What is expected =
Only one stretch of the data is wanted: the line containing "box: [534, 316, 551, 326]", the line containing "box: [174, 183, 218, 366]", and every line between them, copied exactly.
(Exercise data)
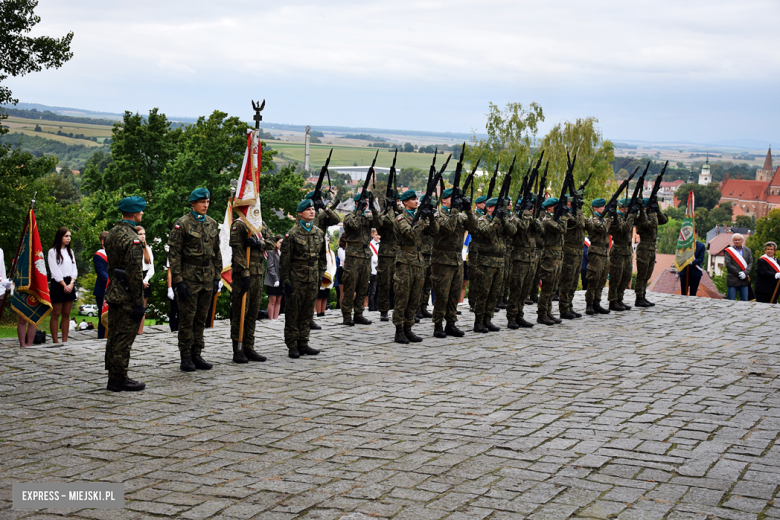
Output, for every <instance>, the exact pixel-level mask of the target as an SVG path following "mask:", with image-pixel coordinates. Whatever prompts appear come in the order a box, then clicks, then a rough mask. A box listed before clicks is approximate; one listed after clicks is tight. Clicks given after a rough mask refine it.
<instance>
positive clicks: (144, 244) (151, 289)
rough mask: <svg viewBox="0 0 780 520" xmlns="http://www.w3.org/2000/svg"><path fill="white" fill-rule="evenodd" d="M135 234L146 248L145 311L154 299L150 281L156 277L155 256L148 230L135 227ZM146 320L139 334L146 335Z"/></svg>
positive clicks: (143, 264) (143, 261)
mask: <svg viewBox="0 0 780 520" xmlns="http://www.w3.org/2000/svg"><path fill="white" fill-rule="evenodd" d="M135 232H136V233H137V234H138V237H139V238H140V239H141V245H142V246H143V248H144V258H143V267H142V270H143V277H144V309H146V302H148V301H149V298H151V297H152V285H151V283H150V280H151V279H152V276H154V255H153V254H152V248H151V247H149V245H148V244H147V243H146V230H145V229H144V228H143V227H141V226H135ZM145 321H146V320H145V319H143V318H142V319H141V324H140V325H139V326H138V334H143V333H144V322H145Z"/></svg>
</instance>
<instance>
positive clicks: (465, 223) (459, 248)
mask: <svg viewBox="0 0 780 520" xmlns="http://www.w3.org/2000/svg"><path fill="white" fill-rule="evenodd" d="M461 201H462V202H461ZM461 207H462V208H464V209H465V211H463V212H461V211H460V208H461ZM436 222H437V224H438V226H439V231H438V233H437V234H436V236H435V237H433V254H432V256H431V271H432V272H433V273H434V274H432V275H431V282H432V288H433V300H434V301H433V335H434V336H435V337H437V338H446V337H447V336H448V335H449V336H455V337H457V338H459V337H461V336H464V335H465V333H464V332H463V331H462V330H460V329H459V328H458V327H457V326H456V325H455V323H456V322H457V321H458V316H457V314H458V300H459V299H460V289H461V286H462V285H463V254H462V253H463V235H464V234H465V232H466V229H472V228H473V227H474V225H475V224H476V219H475V218H474V213H473V212H472V211H471V201H470V200H469V198H468V197H466V196H463V198H462V199H459V200H458V207H455V205H454V204H452V188H448V189H446V190H444V192H443V193H442V199H441V212H440V213H439V215H438V216H437V217H436ZM444 320H446V321H447V326H446V327H442V321H444Z"/></svg>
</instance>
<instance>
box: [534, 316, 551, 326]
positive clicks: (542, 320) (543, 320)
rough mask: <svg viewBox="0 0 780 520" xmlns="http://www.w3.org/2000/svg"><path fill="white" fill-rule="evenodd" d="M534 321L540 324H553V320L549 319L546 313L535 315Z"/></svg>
mask: <svg viewBox="0 0 780 520" xmlns="http://www.w3.org/2000/svg"><path fill="white" fill-rule="evenodd" d="M536 323H541V324H542V325H555V322H554V321H553V320H551V319H550V317H549V316H548V315H547V314H539V315H537V317H536Z"/></svg>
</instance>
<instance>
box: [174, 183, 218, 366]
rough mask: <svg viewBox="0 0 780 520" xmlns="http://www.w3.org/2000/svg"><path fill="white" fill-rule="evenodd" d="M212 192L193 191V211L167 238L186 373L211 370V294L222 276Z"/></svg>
mask: <svg viewBox="0 0 780 520" xmlns="http://www.w3.org/2000/svg"><path fill="white" fill-rule="evenodd" d="M210 197H211V194H210V193H209V190H207V189H206V188H198V189H196V190H194V191H193V192H192V193H191V194H190V205H191V208H190V211H188V212H187V214H186V215H184V216H183V217H181V218H180V219H179V220H177V221H176V223H175V224H174V225H173V229H172V230H171V234H170V236H169V237H168V262H169V264H170V270H171V281H172V282H173V288H174V291H176V296H177V297H178V299H179V353H180V354H181V365H180V368H181V369H182V370H183V371H184V372H193V371H194V370H195V369H196V368H197V369H199V370H210V369H211V367H212V366H213V365H212V364H211V363H209V362H207V361H206V360H204V359H203V357H202V356H201V353H202V352H203V349H204V348H205V346H206V344H205V342H204V340H203V329H204V328H205V324H206V318H207V316H208V311H209V306H210V305H211V296H212V295H213V294H214V291H216V290H217V288H218V286H219V279H220V278H221V276H222V253H221V252H220V250H219V227H218V226H217V222H216V221H215V220H214V219H213V218H211V217H209V216H208V215H206V212H207V211H208V209H209V203H210V202H211V200H210Z"/></svg>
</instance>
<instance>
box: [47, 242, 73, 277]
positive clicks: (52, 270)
mask: <svg viewBox="0 0 780 520" xmlns="http://www.w3.org/2000/svg"><path fill="white" fill-rule="evenodd" d="M60 254H61V255H62V263H61V264H58V263H57V252H56V251H55V250H54V248H53V247H52V248H51V249H49V271H51V279H52V280H54V281H55V282H57V283H59V282H61V281H62V280H63V278H65V277H67V276H70V281H71V282H75V281H76V277H77V276H78V275H79V272H78V269H76V262H74V261H73V259H72V258H71V257H70V255H69V254H68V250H67V249H61V250H60Z"/></svg>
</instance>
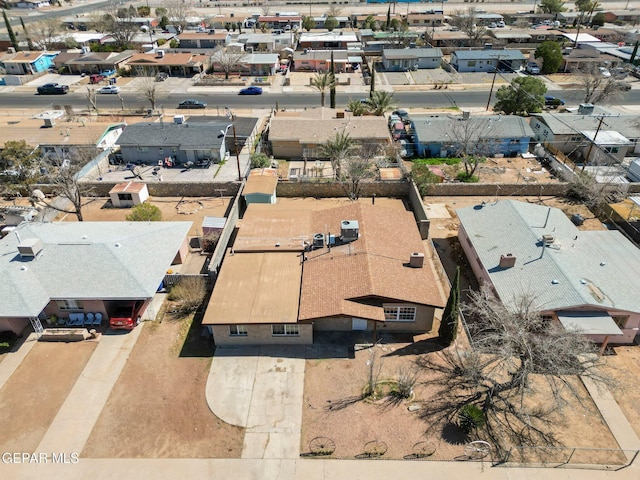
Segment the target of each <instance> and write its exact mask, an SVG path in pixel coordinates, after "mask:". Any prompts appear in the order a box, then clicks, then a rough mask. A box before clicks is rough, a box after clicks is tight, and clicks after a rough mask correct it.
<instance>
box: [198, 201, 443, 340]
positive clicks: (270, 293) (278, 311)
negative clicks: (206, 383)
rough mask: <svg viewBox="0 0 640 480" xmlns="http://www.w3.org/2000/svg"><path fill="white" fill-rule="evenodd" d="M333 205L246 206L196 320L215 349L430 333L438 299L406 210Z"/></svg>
mask: <svg viewBox="0 0 640 480" xmlns="http://www.w3.org/2000/svg"><path fill="white" fill-rule="evenodd" d="M334 205H335V204H333V203H327V204H326V205H319V204H318V203H314V205H313V207H312V208H311V207H310V206H307V205H301V204H296V205H292V204H281V203H280V204H275V205H265V204H251V205H249V207H248V208H247V211H246V213H245V216H244V218H243V219H242V223H241V225H240V229H239V231H238V235H237V237H236V240H235V242H234V244H233V248H232V250H231V251H230V253H229V254H228V255H227V257H226V258H225V261H224V264H223V266H222V268H221V270H220V273H219V275H218V279H217V281H216V286H215V288H214V290H213V294H212V296H211V299H210V301H209V305H208V307H207V310H206V312H205V316H204V319H203V324H204V325H208V326H209V327H210V329H211V331H212V332H213V336H214V339H215V342H216V345H233V344H236V345H237V344H246V345H250V344H254V345H255V344H311V343H313V332H314V331H344V332H349V331H353V330H366V331H371V332H372V334H373V335H376V334H377V332H410V333H425V332H428V331H430V330H431V329H432V327H433V319H434V314H435V312H436V310H437V309H439V308H442V307H443V306H444V299H443V296H442V294H441V292H440V289H439V288H438V284H437V280H436V276H435V273H434V271H433V270H432V268H431V266H430V263H429V262H428V260H427V259H426V256H425V249H424V246H423V243H422V239H421V237H420V233H419V232H418V229H417V227H416V222H415V219H414V217H413V214H412V213H411V212H409V211H407V210H406V209H405V208H404V205H403V204H402V202H401V201H400V200H389V201H388V202H385V204H384V205H382V204H381V203H380V202H379V203H378V204H369V203H350V204H347V205H343V206H338V207H335V206H334Z"/></svg>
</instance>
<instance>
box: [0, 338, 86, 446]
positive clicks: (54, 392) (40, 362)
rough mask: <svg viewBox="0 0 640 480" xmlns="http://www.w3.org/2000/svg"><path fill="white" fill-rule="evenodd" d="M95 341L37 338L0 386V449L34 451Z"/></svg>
mask: <svg viewBox="0 0 640 480" xmlns="http://www.w3.org/2000/svg"><path fill="white" fill-rule="evenodd" d="M96 345H97V343H96V342H74V343H46V342H40V343H37V344H36V345H34V346H33V348H32V350H31V351H30V352H29V354H28V355H27V356H26V357H25V359H24V360H23V361H22V363H21V364H20V366H19V367H18V369H17V370H16V371H15V372H14V374H13V375H12V376H11V378H9V380H8V381H7V383H6V384H5V385H4V387H3V388H2V390H0V411H2V415H1V416H0V432H2V435H0V452H33V451H35V450H36V448H37V447H38V444H39V443H40V441H41V440H42V438H43V437H44V434H45V433H46V432H47V429H48V428H49V426H50V425H51V422H53V419H54V418H55V416H56V415H57V413H58V410H59V409H60V407H61V406H62V404H63V403H64V401H65V399H66V398H67V395H68V394H69V392H70V391H71V389H72V388H73V385H74V384H75V383H76V380H77V379H78V377H79V376H80V373H81V372H82V369H83V368H84V367H85V365H86V363H87V361H88V360H89V357H91V354H92V353H93V350H94V349H95V347H96Z"/></svg>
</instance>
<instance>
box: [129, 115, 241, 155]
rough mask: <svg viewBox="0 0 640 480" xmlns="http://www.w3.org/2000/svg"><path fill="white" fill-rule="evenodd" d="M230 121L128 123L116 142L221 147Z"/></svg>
mask: <svg viewBox="0 0 640 480" xmlns="http://www.w3.org/2000/svg"><path fill="white" fill-rule="evenodd" d="M227 125H229V121H226V122H207V123H191V122H189V121H187V122H186V123H183V124H179V125H178V124H175V123H169V122H164V125H163V124H161V123H157V122H152V123H148V122H140V123H134V124H131V125H128V126H127V127H126V128H125V129H124V131H123V132H122V134H121V135H120V137H119V138H118V141H117V142H116V143H117V144H118V145H120V146H128V147H130V146H139V145H142V146H176V147H181V148H183V149H187V150H194V149H195V150H197V149H207V150H208V149H212V148H219V147H220V146H221V145H222V141H223V138H218V137H219V136H220V131H221V130H222V131H223V132H224V131H225V130H226V128H227Z"/></svg>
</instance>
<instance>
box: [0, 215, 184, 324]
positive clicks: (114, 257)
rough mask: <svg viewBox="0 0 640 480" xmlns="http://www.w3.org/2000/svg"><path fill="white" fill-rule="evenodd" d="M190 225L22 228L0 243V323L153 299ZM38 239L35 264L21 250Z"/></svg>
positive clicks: (102, 222)
mask: <svg viewBox="0 0 640 480" xmlns="http://www.w3.org/2000/svg"><path fill="white" fill-rule="evenodd" d="M190 227H191V222H64V223H22V224H20V225H19V226H18V228H17V229H16V230H15V232H17V235H16V234H13V233H12V234H10V235H8V236H6V237H5V238H3V239H2V240H0V276H1V277H2V278H3V281H2V282H0V298H2V301H1V302H0V317H30V316H37V315H38V314H39V313H40V312H41V311H42V309H43V308H44V307H45V306H46V305H47V303H48V302H49V301H50V300H56V299H76V300H82V299H114V300H116V299H146V298H150V297H152V296H153V294H154V293H155V291H156V290H157V288H158V285H159V284H160V282H161V281H162V279H163V278H164V274H165V273H166V270H167V268H169V266H170V265H171V262H172V261H173V259H174V257H175V255H176V253H177V252H178V249H179V248H180V247H181V245H182V243H183V241H184V239H185V238H186V236H187V233H188V232H189V228H190ZM18 235H19V237H20V239H21V241H25V240H27V239H33V238H37V239H40V240H41V241H42V243H43V244H44V248H43V250H42V251H41V252H40V254H39V255H38V256H37V257H36V258H32V259H23V258H21V257H20V255H19V254H18V249H17V245H18V244H19V243H20V240H19V239H18Z"/></svg>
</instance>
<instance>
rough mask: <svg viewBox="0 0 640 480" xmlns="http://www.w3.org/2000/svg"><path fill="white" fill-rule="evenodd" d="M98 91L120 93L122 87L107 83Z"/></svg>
mask: <svg viewBox="0 0 640 480" xmlns="http://www.w3.org/2000/svg"><path fill="white" fill-rule="evenodd" d="M97 93H114V94H117V93H120V87H116V86H115V85H105V86H104V87H102V88H99V89H98V90H97Z"/></svg>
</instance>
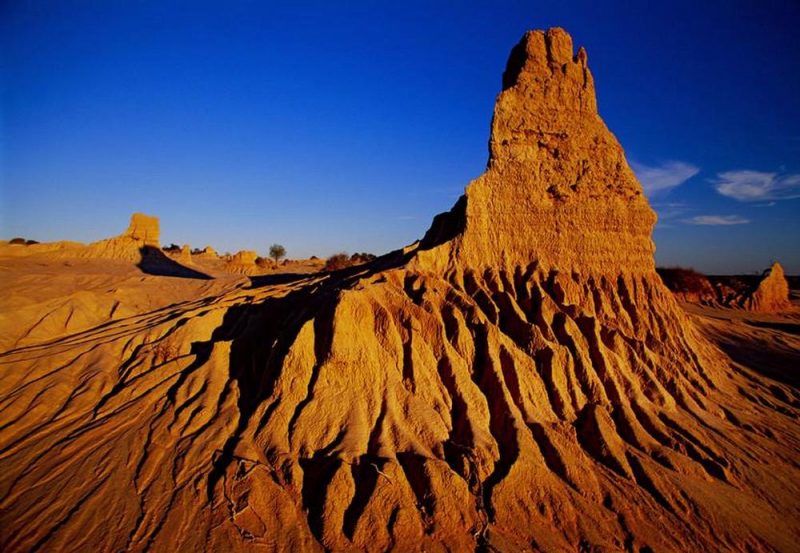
(End Exercise data)
Expected output =
box: [534, 316, 551, 326]
positive clicks: (542, 320) (543, 320)
rough mask: <svg viewBox="0 0 780 520" xmlns="http://www.w3.org/2000/svg"><path fill="white" fill-rule="evenodd" d="M534 321L540 324H553V320L549 319L546 313L535 315Z"/></svg>
mask: <svg viewBox="0 0 780 520" xmlns="http://www.w3.org/2000/svg"><path fill="white" fill-rule="evenodd" d="M536 323H541V324H542V325H555V322H554V321H553V320H551V319H550V317H549V316H548V315H547V314H539V315H537V317H536Z"/></svg>
</instance>
<instance>
box: [174, 183, 218, 366]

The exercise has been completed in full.